* Begin Supplied entries *

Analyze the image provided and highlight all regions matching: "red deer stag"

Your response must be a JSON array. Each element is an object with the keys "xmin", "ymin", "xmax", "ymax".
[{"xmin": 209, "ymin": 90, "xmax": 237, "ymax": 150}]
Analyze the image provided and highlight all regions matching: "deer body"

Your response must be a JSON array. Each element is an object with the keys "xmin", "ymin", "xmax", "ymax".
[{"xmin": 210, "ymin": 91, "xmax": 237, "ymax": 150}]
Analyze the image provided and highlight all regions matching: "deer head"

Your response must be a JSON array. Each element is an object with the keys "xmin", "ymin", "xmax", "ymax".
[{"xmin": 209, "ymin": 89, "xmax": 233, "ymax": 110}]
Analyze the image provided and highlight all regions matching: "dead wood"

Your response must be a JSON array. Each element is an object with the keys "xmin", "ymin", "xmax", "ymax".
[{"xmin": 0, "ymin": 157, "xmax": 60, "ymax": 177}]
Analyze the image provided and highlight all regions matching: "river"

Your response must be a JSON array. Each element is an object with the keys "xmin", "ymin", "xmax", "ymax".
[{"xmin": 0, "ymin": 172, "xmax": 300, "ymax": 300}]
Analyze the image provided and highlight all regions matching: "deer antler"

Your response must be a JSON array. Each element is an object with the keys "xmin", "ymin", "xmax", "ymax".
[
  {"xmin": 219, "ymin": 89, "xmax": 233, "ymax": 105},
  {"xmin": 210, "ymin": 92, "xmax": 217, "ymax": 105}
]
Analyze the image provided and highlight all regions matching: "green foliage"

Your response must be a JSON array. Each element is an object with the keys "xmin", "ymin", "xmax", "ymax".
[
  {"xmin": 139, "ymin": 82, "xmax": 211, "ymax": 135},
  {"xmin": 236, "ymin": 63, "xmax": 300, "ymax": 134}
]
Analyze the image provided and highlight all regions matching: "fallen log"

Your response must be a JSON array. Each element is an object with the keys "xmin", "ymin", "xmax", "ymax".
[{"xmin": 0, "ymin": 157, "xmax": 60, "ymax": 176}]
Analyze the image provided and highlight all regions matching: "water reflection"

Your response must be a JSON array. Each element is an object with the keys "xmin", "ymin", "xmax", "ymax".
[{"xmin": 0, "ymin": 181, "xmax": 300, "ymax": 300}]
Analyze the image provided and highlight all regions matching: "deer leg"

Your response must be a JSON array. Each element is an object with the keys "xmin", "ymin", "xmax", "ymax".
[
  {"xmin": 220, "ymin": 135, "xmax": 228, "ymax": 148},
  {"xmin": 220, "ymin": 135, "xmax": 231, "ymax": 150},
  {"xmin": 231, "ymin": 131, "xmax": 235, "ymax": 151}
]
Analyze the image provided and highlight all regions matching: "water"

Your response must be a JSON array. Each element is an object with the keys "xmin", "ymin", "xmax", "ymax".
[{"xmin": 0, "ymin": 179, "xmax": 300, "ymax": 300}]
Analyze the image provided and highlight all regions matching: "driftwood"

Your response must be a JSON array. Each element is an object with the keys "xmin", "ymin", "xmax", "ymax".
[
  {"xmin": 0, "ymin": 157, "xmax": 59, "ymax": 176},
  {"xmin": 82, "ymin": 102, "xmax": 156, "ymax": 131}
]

* End Supplied entries *

The task:
Return all of the above records exactly, leaving no line out.

Expected answer:
Analyze the image provided and highlight all regions matching: "red deer stag"

Your response must be a JSON array. Each element is an object with the keys "xmin", "ymin", "xmax", "ymax".
[{"xmin": 209, "ymin": 90, "xmax": 237, "ymax": 150}]
Analyze the image provided and highlight all regions matching: "deer body"

Your response must be a JSON array. Each element is an object with the keys "xmin", "ymin", "xmax", "ymax".
[{"xmin": 210, "ymin": 91, "xmax": 237, "ymax": 150}]
Analyze the image provided and highlight all regions matching: "deer head"

Your response must be a JSON array. Each element is an object with the keys "xmin", "ymin", "xmax", "ymax".
[{"xmin": 209, "ymin": 89, "xmax": 233, "ymax": 110}]
Analyze the image provided and highlight all regions matching: "dead wood"

Your response must be a JSON array. Each element is an object with the keys "xmin", "ymin", "xmax", "ymax".
[{"xmin": 0, "ymin": 157, "xmax": 60, "ymax": 177}]
Analyze the image provided and highlight all regions matching: "river"

Your response must be a JSON array. Each element is an object with the keys "xmin", "ymin", "xmax", "ymax".
[{"xmin": 0, "ymin": 172, "xmax": 300, "ymax": 300}]
Analyze the image provided and highlight all regions matching: "deer antler"

Your response must be a JSON array. Each element is an object with the keys "xmin", "ymin", "xmax", "ymax".
[
  {"xmin": 219, "ymin": 89, "xmax": 233, "ymax": 105},
  {"xmin": 210, "ymin": 92, "xmax": 217, "ymax": 105}
]
Analyze the image provided and highlight all regions matching: "green foliage"

Your response must be a JSON array. Each element is an object with the keys "xmin", "ymin", "xmax", "ymax".
[
  {"xmin": 139, "ymin": 82, "xmax": 211, "ymax": 135},
  {"xmin": 236, "ymin": 63, "xmax": 300, "ymax": 134}
]
Analyze the image provided and highlight all regions matching: "fallen log"

Your response must be a JSON array. Each element is an object with the keys "xmin", "ymin", "xmax", "ymax".
[{"xmin": 0, "ymin": 157, "xmax": 60, "ymax": 176}]
Analyze the image provided and highlight all regions matching: "water reflection"

Your response must be a JSON array. Each element is an object with the keys "xmin", "ymin", "xmax", "ymax".
[{"xmin": 0, "ymin": 181, "xmax": 300, "ymax": 300}]
Analyze the image provided and highlight all regions matching: "deer leg"

Your response must be a JSON array. Each element is an object with the keys "xmin", "ymin", "xmax", "ymax".
[
  {"xmin": 220, "ymin": 135, "xmax": 228, "ymax": 148},
  {"xmin": 220, "ymin": 135, "xmax": 231, "ymax": 150},
  {"xmin": 231, "ymin": 131, "xmax": 235, "ymax": 151}
]
Analyze the image provided and highlight all regions matching: "water"

Your response must be a JSON array. Each element is an object with the keys "xmin", "ymin", "xmax", "ymax".
[{"xmin": 0, "ymin": 179, "xmax": 300, "ymax": 300}]
Analyze the image provided and highlight all regions matching: "driftwood"

Your response must be a JSON array. Each element is an object with the keys "xmin", "ymin", "xmax", "ymax".
[
  {"xmin": 0, "ymin": 157, "xmax": 59, "ymax": 176},
  {"xmin": 82, "ymin": 102, "xmax": 156, "ymax": 131}
]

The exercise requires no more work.